Exercise brief:
Reproduce the entries that follow precisely, setting aside any images.

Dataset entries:
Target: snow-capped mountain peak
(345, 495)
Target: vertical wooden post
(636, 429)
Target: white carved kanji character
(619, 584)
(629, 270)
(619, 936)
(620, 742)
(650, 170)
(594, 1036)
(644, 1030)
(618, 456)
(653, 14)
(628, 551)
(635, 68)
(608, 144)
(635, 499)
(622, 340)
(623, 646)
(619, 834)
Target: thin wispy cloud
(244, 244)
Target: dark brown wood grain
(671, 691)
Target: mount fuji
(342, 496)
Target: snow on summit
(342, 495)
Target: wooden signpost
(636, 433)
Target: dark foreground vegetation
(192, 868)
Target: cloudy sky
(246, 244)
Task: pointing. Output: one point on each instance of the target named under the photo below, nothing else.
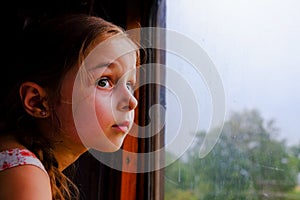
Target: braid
(62, 187)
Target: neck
(66, 155)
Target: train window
(242, 72)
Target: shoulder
(22, 175)
(24, 182)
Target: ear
(34, 100)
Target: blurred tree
(246, 163)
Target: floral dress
(17, 157)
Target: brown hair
(46, 51)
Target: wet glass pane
(253, 46)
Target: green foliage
(246, 163)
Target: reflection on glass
(255, 46)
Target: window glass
(253, 46)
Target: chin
(111, 146)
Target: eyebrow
(101, 65)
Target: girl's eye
(130, 87)
(104, 83)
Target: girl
(70, 90)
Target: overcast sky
(255, 45)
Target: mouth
(121, 127)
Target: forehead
(111, 51)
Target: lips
(121, 127)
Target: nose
(127, 101)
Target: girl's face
(97, 102)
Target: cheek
(103, 109)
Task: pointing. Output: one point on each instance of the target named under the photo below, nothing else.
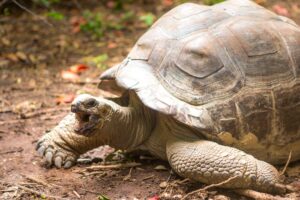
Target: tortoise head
(91, 114)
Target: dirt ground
(35, 95)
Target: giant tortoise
(215, 91)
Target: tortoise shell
(232, 67)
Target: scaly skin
(62, 146)
(123, 128)
(209, 162)
(130, 127)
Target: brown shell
(231, 67)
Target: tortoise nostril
(91, 102)
(74, 108)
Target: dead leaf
(78, 68)
(12, 57)
(155, 197)
(65, 99)
(281, 10)
(160, 168)
(69, 75)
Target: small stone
(160, 168)
(163, 184)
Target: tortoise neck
(130, 126)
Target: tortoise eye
(104, 111)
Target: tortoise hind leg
(209, 162)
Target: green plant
(98, 24)
(212, 2)
(55, 15)
(93, 23)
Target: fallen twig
(258, 195)
(76, 194)
(38, 193)
(209, 186)
(115, 166)
(148, 177)
(286, 164)
(41, 182)
(44, 111)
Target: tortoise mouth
(86, 124)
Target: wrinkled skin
(98, 121)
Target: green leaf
(56, 15)
(148, 19)
(103, 197)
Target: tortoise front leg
(209, 162)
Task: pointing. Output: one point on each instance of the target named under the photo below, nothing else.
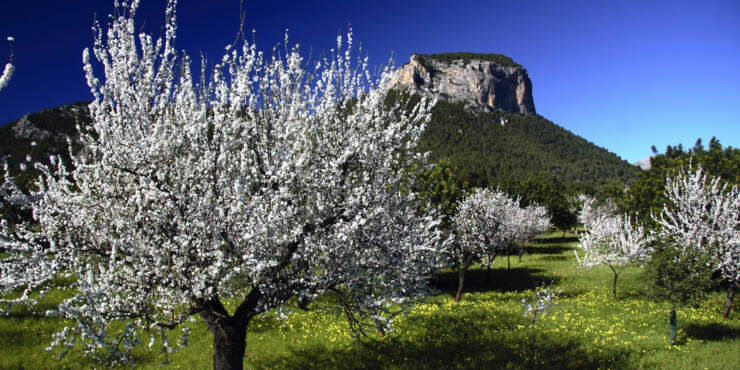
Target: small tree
(613, 241)
(531, 221)
(486, 222)
(267, 181)
(590, 209)
(680, 277)
(703, 215)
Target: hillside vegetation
(500, 148)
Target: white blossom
(267, 180)
(488, 222)
(613, 240)
(9, 68)
(703, 214)
(590, 211)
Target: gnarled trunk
(468, 260)
(728, 303)
(229, 343)
(229, 332)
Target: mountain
(487, 82)
(644, 163)
(40, 135)
(485, 124)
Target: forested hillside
(498, 148)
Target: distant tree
(613, 241)
(489, 222)
(590, 210)
(441, 189)
(547, 190)
(647, 195)
(483, 224)
(273, 180)
(680, 277)
(702, 215)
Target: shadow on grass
(546, 249)
(453, 340)
(712, 332)
(556, 240)
(497, 279)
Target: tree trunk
(614, 282)
(521, 252)
(508, 259)
(229, 332)
(728, 303)
(229, 344)
(468, 260)
(673, 325)
(614, 286)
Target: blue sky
(624, 75)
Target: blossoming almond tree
(590, 211)
(266, 181)
(613, 241)
(487, 222)
(531, 221)
(703, 214)
(9, 68)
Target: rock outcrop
(484, 81)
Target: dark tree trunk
(229, 344)
(673, 325)
(728, 303)
(229, 332)
(614, 282)
(521, 252)
(614, 286)
(468, 260)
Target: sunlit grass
(586, 329)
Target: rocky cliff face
(485, 81)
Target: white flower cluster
(590, 211)
(544, 299)
(270, 178)
(9, 68)
(614, 241)
(489, 221)
(704, 214)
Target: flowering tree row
(488, 222)
(701, 215)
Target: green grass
(586, 329)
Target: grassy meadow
(585, 329)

Task result:
Target: snow-capped mountain peak
(345, 495)
Target: vertical wooden post
(636, 429)
Target: white carved kanji character
(619, 584)
(629, 270)
(619, 936)
(620, 742)
(650, 170)
(594, 1036)
(644, 1030)
(618, 456)
(653, 14)
(628, 551)
(635, 68)
(608, 144)
(635, 499)
(622, 340)
(623, 646)
(619, 834)
Target: thin wispy cloud
(244, 244)
Target: dark brown wood grain
(671, 691)
Target: mount fuji
(342, 496)
Target: snow on summit
(342, 495)
Target: wooden signpost
(636, 433)
Target: dark foreground vegetation
(192, 868)
Target: cloudy sky
(246, 244)
Task: pointing. Output: one point on each instance of the target named under the photo below, nothing else.
Target: braid
(62, 187)
Target: neck
(66, 155)
Target: train window
(242, 72)
Target: shoulder
(22, 175)
(24, 182)
Target: ear
(34, 100)
Target: blurred tree
(246, 163)
Target: floral dress
(17, 157)
Target: brown hair
(46, 51)
Target: wet glass pane
(253, 46)
Target: green foliage
(246, 163)
Target: reflection on glass
(255, 46)
Target: window glass
(253, 46)
Target: chin
(111, 146)
Target: eyebrow
(101, 65)
Target: girl's eye
(130, 87)
(104, 83)
Target: girl
(70, 90)
Target: overcast sky
(255, 45)
Target: mouth
(121, 127)
Target: forehead
(111, 51)
Target: lips
(121, 127)
Target: nose
(127, 101)
Target: girl's face
(97, 102)
Target: cheek
(103, 109)
Task: pointing. Output: one point on each instance of the target named under the photo below, nothing else.
Target: tortoise head
(91, 114)
Target: dirt ground
(35, 95)
Target: giant tortoise
(215, 91)
Target: tortoise shell
(232, 67)
Target: scaly skin
(62, 146)
(123, 128)
(209, 162)
(130, 127)
Target: brown shell
(231, 67)
Target: tortoise nostril
(91, 102)
(74, 108)
Target: dead leaf
(78, 68)
(12, 57)
(155, 197)
(65, 99)
(281, 10)
(160, 168)
(69, 75)
Target: small stone
(160, 168)
(163, 184)
Target: tortoise neck
(130, 126)
Target: tortoise eye
(104, 111)
Target: tortoise hind leg
(209, 162)
Target: green plant
(98, 24)
(212, 2)
(55, 15)
(93, 23)
Target: fallen twig
(258, 195)
(76, 194)
(38, 193)
(209, 186)
(115, 166)
(148, 177)
(286, 164)
(41, 182)
(44, 111)
Target: tortoise mouth
(86, 124)
Target: wrinkled skin
(98, 121)
Target: green leaf
(56, 15)
(148, 19)
(103, 197)
Target: tortoise front leg
(209, 162)
Task: pointing. Output: one point on each instance of the target named under the photo below, nothing else.
Target: small tree
(613, 241)
(531, 221)
(486, 222)
(267, 181)
(590, 209)
(680, 277)
(703, 215)
Target: hillside vegetation
(500, 148)
Target: white blossom
(267, 180)
(488, 222)
(613, 240)
(9, 68)
(703, 214)
(590, 211)
Target: gnarled trunk
(468, 260)
(728, 303)
(229, 343)
(229, 332)
Target: mountain
(487, 82)
(644, 163)
(40, 135)
(485, 124)
Target: forested hillside
(498, 148)
Target: distant tree
(613, 241)
(489, 222)
(590, 210)
(441, 189)
(547, 190)
(647, 195)
(483, 224)
(273, 180)
(680, 277)
(702, 215)
Target: shadow on grass
(546, 249)
(453, 340)
(712, 332)
(556, 240)
(497, 279)
Target: tree trunk
(614, 282)
(521, 252)
(508, 259)
(229, 332)
(728, 303)
(229, 344)
(468, 260)
(673, 325)
(614, 286)
Target: blue sky
(624, 75)
Target: blossoming almond tree
(590, 211)
(266, 181)
(613, 241)
(487, 222)
(531, 221)
(703, 214)
(9, 68)
Target: rock outcrop
(484, 81)
Target: dark tree trunk
(229, 344)
(673, 325)
(728, 303)
(229, 332)
(614, 282)
(521, 252)
(614, 286)
(468, 260)
Target: sunlit grass
(586, 329)
Target: rocky cliff face
(485, 81)
Target: white flower cluster
(590, 211)
(544, 299)
(270, 178)
(9, 68)
(614, 241)
(489, 221)
(704, 214)
Target: flowering tree row
(488, 222)
(701, 215)
Target: green grass
(586, 329)
Target: grassy meadow
(585, 329)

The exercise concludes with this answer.